Copy the records verbatim from their start through the line that contains "box: [180, 185, 387, 245]", including both ends.

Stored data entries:

BEGIN

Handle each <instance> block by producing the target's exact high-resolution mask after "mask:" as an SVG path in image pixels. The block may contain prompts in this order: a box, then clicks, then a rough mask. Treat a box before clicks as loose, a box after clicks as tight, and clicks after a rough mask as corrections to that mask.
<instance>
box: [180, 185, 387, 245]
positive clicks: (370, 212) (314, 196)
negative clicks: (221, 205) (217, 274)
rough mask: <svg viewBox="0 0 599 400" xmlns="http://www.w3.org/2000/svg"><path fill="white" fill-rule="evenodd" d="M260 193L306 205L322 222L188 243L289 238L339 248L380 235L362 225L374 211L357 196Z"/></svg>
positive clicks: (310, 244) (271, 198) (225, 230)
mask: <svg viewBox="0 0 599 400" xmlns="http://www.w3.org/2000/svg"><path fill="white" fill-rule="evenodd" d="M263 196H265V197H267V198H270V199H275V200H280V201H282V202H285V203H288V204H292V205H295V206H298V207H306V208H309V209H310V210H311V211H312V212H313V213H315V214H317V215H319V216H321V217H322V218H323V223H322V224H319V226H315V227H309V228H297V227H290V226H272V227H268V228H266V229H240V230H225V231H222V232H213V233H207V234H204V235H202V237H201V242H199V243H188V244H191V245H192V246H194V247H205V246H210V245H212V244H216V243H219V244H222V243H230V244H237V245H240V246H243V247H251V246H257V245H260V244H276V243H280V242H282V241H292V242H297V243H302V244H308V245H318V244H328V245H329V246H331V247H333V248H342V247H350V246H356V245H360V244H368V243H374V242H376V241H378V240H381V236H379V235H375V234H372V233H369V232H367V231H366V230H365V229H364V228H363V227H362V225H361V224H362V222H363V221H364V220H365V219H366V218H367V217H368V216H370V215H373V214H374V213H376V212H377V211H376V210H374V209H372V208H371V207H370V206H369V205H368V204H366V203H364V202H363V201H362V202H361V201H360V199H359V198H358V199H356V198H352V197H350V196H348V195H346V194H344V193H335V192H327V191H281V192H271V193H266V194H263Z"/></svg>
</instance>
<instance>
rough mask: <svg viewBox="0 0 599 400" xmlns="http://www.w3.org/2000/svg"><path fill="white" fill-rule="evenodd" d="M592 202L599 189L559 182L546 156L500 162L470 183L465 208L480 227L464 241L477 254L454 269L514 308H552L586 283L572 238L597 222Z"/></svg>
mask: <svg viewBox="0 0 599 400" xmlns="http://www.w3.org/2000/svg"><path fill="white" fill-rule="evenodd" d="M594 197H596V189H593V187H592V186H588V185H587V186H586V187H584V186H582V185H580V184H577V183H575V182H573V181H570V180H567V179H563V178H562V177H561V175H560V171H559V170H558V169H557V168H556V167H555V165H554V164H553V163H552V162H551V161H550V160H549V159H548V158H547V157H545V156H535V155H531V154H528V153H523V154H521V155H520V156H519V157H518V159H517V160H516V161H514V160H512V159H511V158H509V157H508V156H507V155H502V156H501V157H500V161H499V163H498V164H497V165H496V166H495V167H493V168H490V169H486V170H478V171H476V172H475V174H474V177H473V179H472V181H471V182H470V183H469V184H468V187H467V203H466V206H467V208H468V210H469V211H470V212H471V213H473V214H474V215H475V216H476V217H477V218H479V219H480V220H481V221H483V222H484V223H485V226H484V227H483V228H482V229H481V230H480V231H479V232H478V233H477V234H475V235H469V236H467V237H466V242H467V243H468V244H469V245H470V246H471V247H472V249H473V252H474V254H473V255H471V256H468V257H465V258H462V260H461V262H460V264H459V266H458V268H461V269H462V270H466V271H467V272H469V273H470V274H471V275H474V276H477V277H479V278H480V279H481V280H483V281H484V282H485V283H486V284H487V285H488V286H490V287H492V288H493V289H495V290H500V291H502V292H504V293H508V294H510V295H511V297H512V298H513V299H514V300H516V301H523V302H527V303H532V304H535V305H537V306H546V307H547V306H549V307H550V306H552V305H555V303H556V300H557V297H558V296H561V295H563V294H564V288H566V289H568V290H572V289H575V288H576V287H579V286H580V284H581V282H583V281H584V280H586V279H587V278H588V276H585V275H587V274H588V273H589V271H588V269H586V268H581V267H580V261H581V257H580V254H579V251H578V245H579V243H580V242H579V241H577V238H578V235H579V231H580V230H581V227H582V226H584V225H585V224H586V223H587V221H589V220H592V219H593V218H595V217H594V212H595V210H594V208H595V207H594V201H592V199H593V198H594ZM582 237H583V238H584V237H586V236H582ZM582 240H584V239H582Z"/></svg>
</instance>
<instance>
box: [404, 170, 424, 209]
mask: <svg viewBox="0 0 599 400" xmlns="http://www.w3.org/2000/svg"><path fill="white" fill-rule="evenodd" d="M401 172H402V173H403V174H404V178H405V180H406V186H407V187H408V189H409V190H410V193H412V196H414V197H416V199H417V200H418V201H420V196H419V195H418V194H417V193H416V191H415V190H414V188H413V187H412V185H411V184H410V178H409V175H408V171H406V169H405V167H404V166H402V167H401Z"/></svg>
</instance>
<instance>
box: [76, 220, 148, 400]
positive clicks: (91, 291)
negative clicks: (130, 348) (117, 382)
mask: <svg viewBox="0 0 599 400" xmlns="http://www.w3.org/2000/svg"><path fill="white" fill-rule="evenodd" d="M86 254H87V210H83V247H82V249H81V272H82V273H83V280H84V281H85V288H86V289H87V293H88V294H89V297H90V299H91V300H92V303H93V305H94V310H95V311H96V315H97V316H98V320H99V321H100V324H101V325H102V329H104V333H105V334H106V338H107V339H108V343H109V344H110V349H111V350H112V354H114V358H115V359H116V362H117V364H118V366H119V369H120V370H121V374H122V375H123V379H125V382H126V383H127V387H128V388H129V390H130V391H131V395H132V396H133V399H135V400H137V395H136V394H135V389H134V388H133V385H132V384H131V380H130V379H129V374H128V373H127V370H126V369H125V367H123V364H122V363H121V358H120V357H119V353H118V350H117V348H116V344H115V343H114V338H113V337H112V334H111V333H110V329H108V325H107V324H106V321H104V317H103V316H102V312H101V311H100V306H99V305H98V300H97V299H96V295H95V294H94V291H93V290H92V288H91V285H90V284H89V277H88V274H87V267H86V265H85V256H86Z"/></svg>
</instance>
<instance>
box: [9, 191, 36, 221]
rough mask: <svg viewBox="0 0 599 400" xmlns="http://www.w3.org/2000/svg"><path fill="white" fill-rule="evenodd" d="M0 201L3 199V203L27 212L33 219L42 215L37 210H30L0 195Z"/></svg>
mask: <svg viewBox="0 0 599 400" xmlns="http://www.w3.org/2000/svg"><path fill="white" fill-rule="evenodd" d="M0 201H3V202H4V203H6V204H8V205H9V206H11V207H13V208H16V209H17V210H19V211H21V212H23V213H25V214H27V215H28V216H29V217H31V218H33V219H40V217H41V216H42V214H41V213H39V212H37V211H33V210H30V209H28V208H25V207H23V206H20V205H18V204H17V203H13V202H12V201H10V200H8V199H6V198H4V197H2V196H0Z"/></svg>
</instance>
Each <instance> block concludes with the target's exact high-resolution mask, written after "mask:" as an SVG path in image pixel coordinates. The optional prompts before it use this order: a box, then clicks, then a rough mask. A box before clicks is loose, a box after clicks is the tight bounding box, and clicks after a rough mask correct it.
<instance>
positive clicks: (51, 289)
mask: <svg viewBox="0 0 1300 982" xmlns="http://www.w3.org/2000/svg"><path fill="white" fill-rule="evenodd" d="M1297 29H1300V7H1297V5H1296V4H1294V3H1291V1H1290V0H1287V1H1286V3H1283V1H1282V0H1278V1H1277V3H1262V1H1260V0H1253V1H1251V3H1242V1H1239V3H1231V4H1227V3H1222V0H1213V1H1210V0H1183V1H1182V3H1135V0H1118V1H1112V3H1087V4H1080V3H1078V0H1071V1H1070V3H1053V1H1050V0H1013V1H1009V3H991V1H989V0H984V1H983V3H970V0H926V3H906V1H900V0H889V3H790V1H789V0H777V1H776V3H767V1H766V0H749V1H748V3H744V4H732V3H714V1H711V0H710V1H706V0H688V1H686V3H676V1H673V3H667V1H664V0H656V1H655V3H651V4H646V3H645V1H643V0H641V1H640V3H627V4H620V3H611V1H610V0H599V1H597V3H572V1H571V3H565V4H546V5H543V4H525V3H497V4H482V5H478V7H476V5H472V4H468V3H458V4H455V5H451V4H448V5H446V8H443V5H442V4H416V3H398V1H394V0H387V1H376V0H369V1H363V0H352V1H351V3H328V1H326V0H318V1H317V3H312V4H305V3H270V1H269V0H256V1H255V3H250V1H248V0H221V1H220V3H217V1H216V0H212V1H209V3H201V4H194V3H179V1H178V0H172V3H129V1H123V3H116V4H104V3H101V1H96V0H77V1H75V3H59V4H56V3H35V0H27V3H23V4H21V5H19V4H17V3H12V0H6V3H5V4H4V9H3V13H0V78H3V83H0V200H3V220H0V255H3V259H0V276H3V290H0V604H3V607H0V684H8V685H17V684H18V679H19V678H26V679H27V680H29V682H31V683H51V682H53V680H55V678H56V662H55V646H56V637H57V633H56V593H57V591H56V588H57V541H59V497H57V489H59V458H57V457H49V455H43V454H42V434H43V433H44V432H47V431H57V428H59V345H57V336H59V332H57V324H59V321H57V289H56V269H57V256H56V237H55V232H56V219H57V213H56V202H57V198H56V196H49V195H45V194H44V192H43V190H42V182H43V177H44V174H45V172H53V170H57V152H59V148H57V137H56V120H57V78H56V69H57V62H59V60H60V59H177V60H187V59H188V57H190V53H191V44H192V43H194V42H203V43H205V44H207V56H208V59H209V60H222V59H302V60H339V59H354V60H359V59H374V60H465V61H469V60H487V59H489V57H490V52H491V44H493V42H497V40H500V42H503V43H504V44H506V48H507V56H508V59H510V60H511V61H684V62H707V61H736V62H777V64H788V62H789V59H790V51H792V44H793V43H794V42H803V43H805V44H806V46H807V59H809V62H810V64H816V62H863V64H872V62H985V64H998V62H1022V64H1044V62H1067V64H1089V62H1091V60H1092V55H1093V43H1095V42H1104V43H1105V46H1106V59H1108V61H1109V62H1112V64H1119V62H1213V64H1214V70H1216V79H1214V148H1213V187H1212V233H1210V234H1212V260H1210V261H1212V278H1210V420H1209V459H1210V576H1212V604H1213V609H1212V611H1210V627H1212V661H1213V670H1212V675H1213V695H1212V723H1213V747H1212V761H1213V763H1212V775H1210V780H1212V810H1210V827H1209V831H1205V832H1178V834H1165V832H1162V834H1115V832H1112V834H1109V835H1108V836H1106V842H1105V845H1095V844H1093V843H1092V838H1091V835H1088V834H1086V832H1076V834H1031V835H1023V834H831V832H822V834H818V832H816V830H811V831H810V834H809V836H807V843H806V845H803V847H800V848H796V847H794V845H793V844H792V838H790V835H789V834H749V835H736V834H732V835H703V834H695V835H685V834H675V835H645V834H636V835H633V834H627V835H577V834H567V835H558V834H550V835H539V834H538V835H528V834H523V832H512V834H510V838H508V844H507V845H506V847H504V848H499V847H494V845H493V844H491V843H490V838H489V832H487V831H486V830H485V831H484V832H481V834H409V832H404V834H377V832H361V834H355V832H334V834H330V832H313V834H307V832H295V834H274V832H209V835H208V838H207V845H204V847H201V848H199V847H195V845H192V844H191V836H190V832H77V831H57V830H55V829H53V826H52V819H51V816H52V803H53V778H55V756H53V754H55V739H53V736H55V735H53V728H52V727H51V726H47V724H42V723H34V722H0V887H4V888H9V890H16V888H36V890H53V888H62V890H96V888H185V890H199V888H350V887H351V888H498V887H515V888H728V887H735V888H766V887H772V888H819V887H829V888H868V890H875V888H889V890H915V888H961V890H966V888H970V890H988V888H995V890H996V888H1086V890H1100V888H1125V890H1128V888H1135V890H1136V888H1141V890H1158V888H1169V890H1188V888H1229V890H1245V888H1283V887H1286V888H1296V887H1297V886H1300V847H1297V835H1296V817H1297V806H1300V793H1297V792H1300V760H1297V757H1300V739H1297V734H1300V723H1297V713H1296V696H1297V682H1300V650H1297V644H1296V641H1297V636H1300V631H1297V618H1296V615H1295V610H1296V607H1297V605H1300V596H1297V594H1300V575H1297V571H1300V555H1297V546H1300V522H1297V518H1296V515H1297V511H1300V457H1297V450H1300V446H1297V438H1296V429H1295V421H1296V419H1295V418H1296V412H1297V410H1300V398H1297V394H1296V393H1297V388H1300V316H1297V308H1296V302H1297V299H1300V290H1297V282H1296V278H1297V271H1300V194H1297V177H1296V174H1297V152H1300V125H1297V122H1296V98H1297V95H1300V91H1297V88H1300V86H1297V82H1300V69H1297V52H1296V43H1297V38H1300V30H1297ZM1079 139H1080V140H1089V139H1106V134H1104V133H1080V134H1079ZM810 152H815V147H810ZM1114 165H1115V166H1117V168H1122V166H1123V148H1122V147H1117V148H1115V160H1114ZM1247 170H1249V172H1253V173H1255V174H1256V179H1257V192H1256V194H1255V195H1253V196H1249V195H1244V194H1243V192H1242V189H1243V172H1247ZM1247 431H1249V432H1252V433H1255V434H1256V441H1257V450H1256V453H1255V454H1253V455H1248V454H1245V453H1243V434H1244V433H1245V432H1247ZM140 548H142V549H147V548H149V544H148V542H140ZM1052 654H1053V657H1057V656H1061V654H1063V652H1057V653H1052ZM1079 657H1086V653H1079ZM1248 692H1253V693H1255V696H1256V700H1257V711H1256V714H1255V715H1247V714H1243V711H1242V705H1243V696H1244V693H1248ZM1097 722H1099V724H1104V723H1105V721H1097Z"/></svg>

END

Exercise response =
Handle each <instance> block by producing the target's exact high-resolution mask after "mask:" as an SVG path in image pixels. The block may contain prompts in this order: a box, then clicks, then a rough mask. Treat a box before clicks as loose, a box after clicks as tight, and clicks after a rough mask as corrections to that mask.
<instance>
box: [180, 185, 387, 245]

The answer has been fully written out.